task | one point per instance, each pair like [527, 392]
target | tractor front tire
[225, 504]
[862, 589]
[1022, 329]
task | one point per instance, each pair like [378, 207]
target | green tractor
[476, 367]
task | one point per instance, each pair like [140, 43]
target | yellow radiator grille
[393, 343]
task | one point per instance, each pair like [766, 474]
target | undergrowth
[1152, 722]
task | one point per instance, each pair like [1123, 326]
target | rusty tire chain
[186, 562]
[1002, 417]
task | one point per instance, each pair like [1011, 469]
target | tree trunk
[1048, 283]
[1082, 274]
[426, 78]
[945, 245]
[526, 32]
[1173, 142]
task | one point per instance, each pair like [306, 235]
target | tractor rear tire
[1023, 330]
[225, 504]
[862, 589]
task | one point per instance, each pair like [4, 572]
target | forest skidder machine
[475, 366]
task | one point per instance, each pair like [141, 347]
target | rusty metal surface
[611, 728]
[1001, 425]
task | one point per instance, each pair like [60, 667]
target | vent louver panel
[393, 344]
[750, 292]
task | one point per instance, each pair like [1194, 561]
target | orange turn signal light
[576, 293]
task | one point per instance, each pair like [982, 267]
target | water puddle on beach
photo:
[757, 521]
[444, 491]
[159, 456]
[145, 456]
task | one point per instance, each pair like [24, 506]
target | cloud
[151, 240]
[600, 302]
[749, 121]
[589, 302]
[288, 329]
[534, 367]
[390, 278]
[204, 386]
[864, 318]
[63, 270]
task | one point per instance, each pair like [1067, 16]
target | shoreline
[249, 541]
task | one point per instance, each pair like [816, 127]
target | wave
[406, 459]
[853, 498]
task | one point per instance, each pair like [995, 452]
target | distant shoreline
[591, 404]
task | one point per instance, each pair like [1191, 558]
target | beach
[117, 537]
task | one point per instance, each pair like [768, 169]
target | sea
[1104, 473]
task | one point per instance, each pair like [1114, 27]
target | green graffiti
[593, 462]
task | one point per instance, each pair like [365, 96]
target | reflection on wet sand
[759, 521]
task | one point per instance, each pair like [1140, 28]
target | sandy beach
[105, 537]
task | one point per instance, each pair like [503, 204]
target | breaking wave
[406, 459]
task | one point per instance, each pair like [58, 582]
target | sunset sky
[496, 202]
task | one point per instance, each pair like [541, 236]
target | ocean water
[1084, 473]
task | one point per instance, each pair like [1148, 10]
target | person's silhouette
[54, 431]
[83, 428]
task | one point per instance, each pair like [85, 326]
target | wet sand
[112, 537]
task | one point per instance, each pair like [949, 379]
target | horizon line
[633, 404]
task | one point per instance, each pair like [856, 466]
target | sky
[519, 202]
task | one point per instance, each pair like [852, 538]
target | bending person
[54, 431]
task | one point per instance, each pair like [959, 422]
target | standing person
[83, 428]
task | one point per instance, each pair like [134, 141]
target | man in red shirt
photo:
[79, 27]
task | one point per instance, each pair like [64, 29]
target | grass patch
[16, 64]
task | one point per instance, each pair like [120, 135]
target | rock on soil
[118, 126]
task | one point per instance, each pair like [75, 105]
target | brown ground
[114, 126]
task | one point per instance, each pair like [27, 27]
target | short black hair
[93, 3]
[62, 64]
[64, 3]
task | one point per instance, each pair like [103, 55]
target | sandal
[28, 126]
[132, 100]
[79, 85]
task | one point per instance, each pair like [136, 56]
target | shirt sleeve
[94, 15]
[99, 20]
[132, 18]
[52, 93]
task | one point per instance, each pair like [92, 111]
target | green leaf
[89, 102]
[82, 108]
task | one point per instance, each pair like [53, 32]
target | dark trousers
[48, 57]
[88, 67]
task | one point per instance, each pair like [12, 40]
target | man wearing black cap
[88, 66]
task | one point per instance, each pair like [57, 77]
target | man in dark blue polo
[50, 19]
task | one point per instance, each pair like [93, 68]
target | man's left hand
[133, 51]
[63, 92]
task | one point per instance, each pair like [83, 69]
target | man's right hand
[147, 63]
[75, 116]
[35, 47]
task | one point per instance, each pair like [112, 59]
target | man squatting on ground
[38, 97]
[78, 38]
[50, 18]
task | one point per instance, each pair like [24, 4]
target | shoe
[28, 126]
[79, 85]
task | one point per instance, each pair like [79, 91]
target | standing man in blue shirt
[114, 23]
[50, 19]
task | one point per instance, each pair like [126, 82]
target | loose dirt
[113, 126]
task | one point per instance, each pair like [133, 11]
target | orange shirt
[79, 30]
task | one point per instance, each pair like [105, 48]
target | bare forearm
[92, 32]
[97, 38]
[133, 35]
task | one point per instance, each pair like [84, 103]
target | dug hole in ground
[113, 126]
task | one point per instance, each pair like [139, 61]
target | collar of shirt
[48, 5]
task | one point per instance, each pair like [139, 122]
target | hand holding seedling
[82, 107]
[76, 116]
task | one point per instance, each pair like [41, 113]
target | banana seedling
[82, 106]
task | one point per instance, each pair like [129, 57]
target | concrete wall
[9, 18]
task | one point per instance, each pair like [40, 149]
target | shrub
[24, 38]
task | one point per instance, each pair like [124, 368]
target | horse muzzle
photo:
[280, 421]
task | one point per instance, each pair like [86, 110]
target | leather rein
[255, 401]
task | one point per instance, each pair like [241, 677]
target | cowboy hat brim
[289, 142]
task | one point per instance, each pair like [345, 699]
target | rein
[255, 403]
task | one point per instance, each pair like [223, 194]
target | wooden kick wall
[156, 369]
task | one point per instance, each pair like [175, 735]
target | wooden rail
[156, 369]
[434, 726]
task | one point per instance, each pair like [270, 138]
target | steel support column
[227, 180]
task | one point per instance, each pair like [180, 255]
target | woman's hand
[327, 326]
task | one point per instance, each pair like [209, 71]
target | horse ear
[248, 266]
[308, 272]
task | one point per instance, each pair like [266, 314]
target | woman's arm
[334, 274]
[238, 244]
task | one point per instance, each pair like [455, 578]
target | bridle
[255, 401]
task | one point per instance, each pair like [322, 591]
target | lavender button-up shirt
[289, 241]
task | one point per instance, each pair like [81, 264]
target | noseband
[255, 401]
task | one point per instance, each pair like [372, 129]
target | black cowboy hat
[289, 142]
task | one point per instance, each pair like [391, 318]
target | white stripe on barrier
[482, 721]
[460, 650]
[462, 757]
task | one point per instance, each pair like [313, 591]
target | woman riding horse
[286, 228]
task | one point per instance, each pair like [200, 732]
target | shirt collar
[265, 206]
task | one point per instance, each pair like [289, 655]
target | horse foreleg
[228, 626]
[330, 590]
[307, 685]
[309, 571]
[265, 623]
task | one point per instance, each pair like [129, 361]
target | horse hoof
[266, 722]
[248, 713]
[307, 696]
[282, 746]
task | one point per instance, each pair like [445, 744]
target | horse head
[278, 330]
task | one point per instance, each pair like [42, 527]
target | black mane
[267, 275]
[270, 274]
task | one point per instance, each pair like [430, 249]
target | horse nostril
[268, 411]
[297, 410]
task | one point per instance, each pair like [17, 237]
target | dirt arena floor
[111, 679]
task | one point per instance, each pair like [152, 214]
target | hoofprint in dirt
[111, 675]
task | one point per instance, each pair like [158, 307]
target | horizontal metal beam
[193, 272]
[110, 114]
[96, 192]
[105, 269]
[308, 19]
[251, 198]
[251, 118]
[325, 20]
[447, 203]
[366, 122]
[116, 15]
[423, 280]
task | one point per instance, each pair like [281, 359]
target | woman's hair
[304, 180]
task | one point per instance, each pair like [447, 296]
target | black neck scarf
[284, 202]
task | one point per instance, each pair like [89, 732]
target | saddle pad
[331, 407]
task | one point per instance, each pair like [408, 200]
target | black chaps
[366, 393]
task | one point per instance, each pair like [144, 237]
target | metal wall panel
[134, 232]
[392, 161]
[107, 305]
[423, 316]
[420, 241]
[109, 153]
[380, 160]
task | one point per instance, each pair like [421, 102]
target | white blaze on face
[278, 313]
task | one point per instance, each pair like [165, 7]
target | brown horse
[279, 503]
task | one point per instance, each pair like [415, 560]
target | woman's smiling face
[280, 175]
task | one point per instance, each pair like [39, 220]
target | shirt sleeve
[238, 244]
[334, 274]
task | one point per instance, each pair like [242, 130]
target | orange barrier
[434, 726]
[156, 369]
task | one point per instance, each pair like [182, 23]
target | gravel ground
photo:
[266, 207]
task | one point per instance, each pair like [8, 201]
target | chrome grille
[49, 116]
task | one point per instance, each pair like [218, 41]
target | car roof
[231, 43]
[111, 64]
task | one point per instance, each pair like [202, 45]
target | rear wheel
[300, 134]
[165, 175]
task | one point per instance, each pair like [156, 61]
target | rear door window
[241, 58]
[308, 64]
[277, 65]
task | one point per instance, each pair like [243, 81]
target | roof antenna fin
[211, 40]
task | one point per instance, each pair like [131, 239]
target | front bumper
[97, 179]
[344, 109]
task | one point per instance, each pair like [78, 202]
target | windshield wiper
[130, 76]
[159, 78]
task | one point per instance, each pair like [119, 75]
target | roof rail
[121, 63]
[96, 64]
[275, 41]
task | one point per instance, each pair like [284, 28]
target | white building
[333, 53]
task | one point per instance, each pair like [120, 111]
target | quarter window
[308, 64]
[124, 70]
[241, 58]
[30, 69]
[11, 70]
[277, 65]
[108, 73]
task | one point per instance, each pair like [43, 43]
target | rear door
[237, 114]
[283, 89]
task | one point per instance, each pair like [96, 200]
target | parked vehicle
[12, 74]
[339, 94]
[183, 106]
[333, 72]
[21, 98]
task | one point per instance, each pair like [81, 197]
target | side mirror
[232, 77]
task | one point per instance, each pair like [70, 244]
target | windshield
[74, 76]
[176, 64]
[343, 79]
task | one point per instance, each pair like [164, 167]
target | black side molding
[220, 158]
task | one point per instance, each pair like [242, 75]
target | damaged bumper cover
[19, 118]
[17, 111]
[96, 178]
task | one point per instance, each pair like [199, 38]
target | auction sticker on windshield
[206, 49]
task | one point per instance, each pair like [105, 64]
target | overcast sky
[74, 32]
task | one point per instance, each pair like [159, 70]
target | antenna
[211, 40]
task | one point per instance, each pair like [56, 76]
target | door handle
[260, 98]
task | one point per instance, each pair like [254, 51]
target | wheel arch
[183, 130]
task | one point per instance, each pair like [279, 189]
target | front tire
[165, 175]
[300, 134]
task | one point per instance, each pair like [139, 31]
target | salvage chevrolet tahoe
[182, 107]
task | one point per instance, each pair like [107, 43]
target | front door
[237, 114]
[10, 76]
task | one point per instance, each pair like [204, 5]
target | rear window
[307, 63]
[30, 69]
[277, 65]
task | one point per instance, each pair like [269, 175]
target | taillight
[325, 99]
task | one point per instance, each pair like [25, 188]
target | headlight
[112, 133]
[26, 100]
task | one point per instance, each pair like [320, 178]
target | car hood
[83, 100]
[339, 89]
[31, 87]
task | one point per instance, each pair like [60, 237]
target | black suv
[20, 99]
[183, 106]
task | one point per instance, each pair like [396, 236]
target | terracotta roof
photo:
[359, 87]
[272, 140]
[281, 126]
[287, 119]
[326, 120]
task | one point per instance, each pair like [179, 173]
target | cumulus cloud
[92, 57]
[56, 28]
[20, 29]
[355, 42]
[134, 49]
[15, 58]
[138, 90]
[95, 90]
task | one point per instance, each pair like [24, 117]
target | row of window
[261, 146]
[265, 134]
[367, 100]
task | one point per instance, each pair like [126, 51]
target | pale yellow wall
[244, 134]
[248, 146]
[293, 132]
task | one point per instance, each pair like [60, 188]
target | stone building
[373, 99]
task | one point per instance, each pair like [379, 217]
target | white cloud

____

→ EXERCISE AIM
Retype, exactly and in full, the lines above from the one containing "target | headlight" through the one containing "task | one point per instance, each pair like [60, 188]".

→ WRITTEN RESPONSE
target | headlight
[112, 133]
[26, 100]
task | one point per instance, each pair like [320, 178]
target | car hood
[83, 100]
[339, 89]
[31, 87]
task | one point per instance, each pair like [60, 237]
target | black suv
[20, 99]
[183, 106]
task | one point per instance, each pair like [396, 236]
target | terracotta roof
photo:
[359, 87]
[272, 140]
[281, 126]
[287, 119]
[326, 120]
task | one point per instance, each pair like [179, 173]
target | cumulus cloud
[92, 57]
[56, 28]
[20, 29]
[355, 42]
[134, 49]
[15, 58]
[138, 90]
[95, 90]
task | one point per instance, each pair like [24, 117]
target | row of window
[261, 146]
[265, 134]
[367, 100]
task | one point per instance, each pair like [126, 51]
target | pale yellow wall
[244, 134]
[248, 146]
[293, 132]
task | one point per instance, each pair like [60, 188]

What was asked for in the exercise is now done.